[EXCERPTED TEXT — start]

Yale Child Study Center
230 South Frontage Rd.
New Haven, CT 06520
Tel: 203.785.5759
emily.deegan@yale.edu

Professor Child Psychiatry, Child Study Center
My primary interest is in the long-term development of social issues, especially the history of controlled substances such as heroin, cocaine and including alcohol. This research extends from the 18th century to the present and is chiefly limited to America. Recognizing patterns of positive and negative attitudes toward these substances is particularly useful in understanding our current drug controversy. I also have interests in AIDS and the history of psychiatry.
Dr. David F. Musto, who holds the rank of Professor of Child Psychiatry and History of Medicine, has been a member of the Yale faculty since 1969. His research has centered on social history, particularly the development of policies involving alcohol, narcotics, AIDS, the family and mental health.
Dr. Musto received the BA in classical languages in 1956 and in 1963 the MD degree, both from the University of Washington. While a medical student, he was awarded a fellowship by Yale to study the history of science and medicine and received the MA degree from Yale in 1961.
Dr. Musto interned at the Pennsylvania Hospital, Philadelphia, and then served as a resident physician in psychiatry at the Yale Medical Center, completing his training in 1967. Following residency, he served in the US Public Health Service as special assistant to the director, National Institute of Mental Health, until 1969. He concurrently held the position of visiting assistant professor of history at the Johns Hopkins University.

[EXCERPTED TEXT — finish]
[EXCERPTED RECORDS — start]

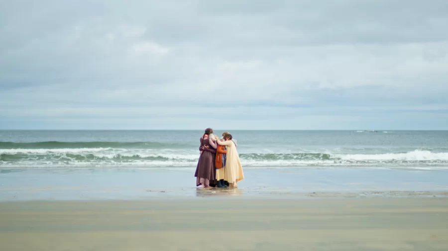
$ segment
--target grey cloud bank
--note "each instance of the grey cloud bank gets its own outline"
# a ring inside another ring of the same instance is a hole
[[[0,129],[448,129],[448,2],[0,3]]]

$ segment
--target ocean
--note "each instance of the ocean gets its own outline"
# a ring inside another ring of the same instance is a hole
[[[203,132],[1,130],[0,169],[193,169]],[[448,168],[448,131],[230,132],[245,169]]]

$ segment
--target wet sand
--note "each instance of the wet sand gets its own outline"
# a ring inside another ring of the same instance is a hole
[[[8,251],[446,251],[445,198],[0,203]]]

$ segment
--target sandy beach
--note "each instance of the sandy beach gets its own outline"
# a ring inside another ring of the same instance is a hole
[[[2,251],[445,251],[448,199],[0,203]]]

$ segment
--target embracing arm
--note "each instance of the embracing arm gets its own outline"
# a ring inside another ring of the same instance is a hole
[[[227,146],[229,146],[229,145],[232,145],[232,141],[231,141],[231,140],[226,140],[226,141],[217,141],[217,142],[218,142],[218,144],[219,144],[219,145],[227,145]]]
[[[208,147],[204,147],[204,146],[201,146],[199,147],[200,151],[207,151],[208,152],[210,152],[212,153],[216,153],[216,149],[213,148],[209,148]]]
[[[224,150],[224,147],[218,147],[218,148],[216,148],[216,152],[226,154],[227,153],[227,151]]]
[[[215,142],[214,142],[211,138],[209,139],[209,143],[210,143],[210,145],[211,145],[212,147],[215,149],[216,149],[216,148],[218,147],[218,145],[216,144],[216,143],[215,143]]]

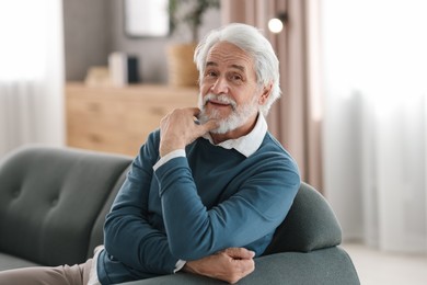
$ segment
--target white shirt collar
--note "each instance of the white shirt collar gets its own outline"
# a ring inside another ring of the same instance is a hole
[[[245,136],[242,136],[236,139],[228,139],[222,141],[216,146],[232,149],[234,148],[240,153],[245,156],[246,158],[253,155],[261,146],[264,140],[265,134],[267,133],[267,122],[264,116],[259,113],[258,118],[256,119],[255,127]],[[204,138],[208,139],[210,144],[214,144],[212,137],[209,133],[204,135]]]

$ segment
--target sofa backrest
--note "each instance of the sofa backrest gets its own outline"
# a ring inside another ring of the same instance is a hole
[[[310,252],[339,244],[342,230],[327,201],[302,182],[293,204],[264,255],[298,251]]]
[[[85,261],[90,239],[102,243],[94,225],[130,162],[67,148],[9,155],[0,162],[0,252],[43,265]]]

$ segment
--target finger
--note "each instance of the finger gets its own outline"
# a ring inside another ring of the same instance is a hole
[[[200,124],[199,126],[203,128],[204,133],[207,133],[209,130],[218,128],[218,122],[216,119],[209,119],[208,122],[206,122],[205,124]]]
[[[253,259],[255,256],[255,252],[245,248],[229,248],[226,249],[226,253],[233,259],[247,260]]]

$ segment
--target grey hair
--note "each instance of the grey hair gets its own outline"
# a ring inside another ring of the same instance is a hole
[[[281,94],[279,60],[272,44],[259,30],[246,24],[233,23],[211,31],[200,41],[194,53],[194,62],[199,71],[199,80],[204,77],[206,58],[210,48],[219,42],[231,43],[252,57],[259,87],[273,84],[267,102],[259,106],[261,112],[266,116],[272,104]]]

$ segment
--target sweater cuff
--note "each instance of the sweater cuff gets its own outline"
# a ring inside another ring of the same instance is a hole
[[[169,152],[164,157],[162,157],[152,168],[153,170],[158,170],[161,166],[170,161],[171,159],[184,157],[185,158],[185,149],[176,149],[174,151]]]
[[[173,273],[176,273],[180,270],[182,270],[184,267],[185,263],[187,263],[185,260],[178,260],[175,264],[175,270],[173,271]]]

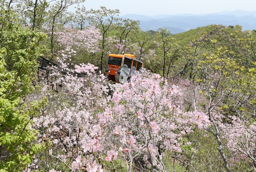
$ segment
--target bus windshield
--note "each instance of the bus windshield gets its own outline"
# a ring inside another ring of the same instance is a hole
[[[121,66],[122,64],[122,58],[109,57],[108,64]]]

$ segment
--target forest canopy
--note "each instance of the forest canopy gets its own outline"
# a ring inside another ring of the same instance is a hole
[[[83,2],[1,0],[1,172],[256,170],[254,30],[144,32]],[[109,82],[111,53],[144,68]]]

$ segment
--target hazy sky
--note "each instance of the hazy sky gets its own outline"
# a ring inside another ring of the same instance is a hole
[[[152,16],[162,14],[203,14],[223,11],[256,11],[256,0],[86,0],[87,10],[100,6],[127,14]]]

[EXCERPTED RECORDS — finish]

TASKS TO CARRY OUT:
**1)** Duplicate everything in the faculty profile from "Professor Child Psychiatry, Child" down to "history of psychiatry.".
**2)** Answer these questions using the faculty profile:
(a) In what year did Dr. Musto become a member of the Yale faculty?
(b) At which hospital did he intern?
(c) Which degree did he receive from Yale in 1961?
**3)** According to the faculty profile, why is recognizing patterns of attitudes toward controlled substances worthwhile? Answer in one to three sentences.

PER-TASK OUTPUTS:
**1)**
Professor Child Psychiatry, Child Study Center
My primary interest is in the long-term development of social issues, especially the history of controlled substances such as heroin, cocaine and including alcohol. This research extends from the 18th century to the present and is chiefly limited to America. Recognizing patterns of positive and negative attitudes toward these substances is particularly useful in understanding our current drug controversy. I also have interests in AIDS and the history of psychiatry.

**2)**
(a) 1969
(b) The Pennsylvania Hospital, Philadelphia
(c) The MA degree

**3)** Recognizing patterns of positive and negative attitudes toward substances such as heroin, cocaine and alcohol is particularly useful for understanding the current drug controversy.